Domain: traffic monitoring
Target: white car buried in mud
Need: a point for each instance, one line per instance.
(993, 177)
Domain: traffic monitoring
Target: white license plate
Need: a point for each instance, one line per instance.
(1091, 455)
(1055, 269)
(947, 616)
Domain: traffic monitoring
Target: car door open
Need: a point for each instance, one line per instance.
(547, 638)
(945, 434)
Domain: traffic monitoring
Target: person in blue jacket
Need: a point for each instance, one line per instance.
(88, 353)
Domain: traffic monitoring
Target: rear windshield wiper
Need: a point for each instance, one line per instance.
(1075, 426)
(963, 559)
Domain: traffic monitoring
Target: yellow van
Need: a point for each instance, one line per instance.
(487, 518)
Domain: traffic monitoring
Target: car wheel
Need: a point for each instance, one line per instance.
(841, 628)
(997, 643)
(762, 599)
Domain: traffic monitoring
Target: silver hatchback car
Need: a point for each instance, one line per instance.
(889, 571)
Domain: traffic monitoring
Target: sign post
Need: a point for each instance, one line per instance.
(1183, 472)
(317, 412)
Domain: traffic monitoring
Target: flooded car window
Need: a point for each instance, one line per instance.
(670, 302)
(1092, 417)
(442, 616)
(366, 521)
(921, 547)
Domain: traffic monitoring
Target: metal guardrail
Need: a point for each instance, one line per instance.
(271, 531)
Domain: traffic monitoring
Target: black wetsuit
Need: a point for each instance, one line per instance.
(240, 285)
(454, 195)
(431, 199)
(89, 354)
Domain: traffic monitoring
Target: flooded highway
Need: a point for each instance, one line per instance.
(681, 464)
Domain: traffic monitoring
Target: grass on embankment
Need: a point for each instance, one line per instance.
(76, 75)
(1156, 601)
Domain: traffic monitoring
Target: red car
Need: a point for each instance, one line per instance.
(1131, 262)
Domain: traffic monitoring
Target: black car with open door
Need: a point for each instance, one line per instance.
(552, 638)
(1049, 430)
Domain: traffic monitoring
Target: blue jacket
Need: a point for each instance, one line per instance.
★ ★ ★ ★ ★ ★ ★
> [DIRECTION]
Transcribe the records above exactly as they appear.

> [RESULT OF THIS EXERCISE]
Domain: traffic monitoring
Target: white car buried in mud
Need: a point for each instance, one line per instance.
(993, 177)
Domain: traffic monitoring
Target: white license plate
Need: a point for each instance, one line per instance.
(1091, 455)
(1055, 269)
(947, 616)
Domain: traffic monitoring
Target: car door open
Need: a point for each instance, one line per instance.
(547, 638)
(945, 434)
Domain: traffic monitoring
Target: person in blue jacket
Need: a point for each instance, one line per instance.
(88, 353)
Domain: traffic monitoring
Target: rear windshield wiper
Need: a point for each instance, one line per instance.
(1075, 426)
(963, 559)
Domain: traffic monitoring
Target: yellow van
Need: a point for each instance, one line per instance.
(487, 518)
Domain: traffic monitoring
Target: car wheel
Need: a point for each instance, one line per instance.
(841, 628)
(997, 643)
(762, 599)
Domain: traffic monitoring
Target: silver hatchback car
Need: a point for each instance, one line per instance.
(889, 571)
Domain: traffic monitoring
Target: sign post
Need: a point for each instance, one line per instance.
(1183, 472)
(317, 412)
Domain: traffic monitoring
Target: flooded car window
Need: a point for each instance, one line per instance.
(670, 302)
(1092, 417)
(442, 616)
(366, 521)
(921, 547)
Domain: traffic monitoring
Target: metal guardrail
Need: a point for each instance, one line per instance.
(271, 531)
Domain: traffic monitoring
Target: black wetsuit
Need: a point for each instance, one line per instance.
(240, 285)
(454, 195)
(431, 199)
(89, 354)
Domain: traffic monitoring
Target: flooded highway
Need: a point for each instance, one line per instance.
(681, 464)
Domain: traffic monitoring
Target: grass on embankment
Need: a point for each instance, one line per instance.
(76, 75)
(1156, 601)
Domain: traffic monitoring
Target: red car
Need: a point for each instance, one line per instance.
(1131, 262)
Domain: traffic monitoring
Target: black car with open door
Need: a point for each instance, one line per instance.
(552, 638)
(1049, 430)
Domain: traffic monitoring
Target: blue jacket
Need: a point for each instance, one line per instance.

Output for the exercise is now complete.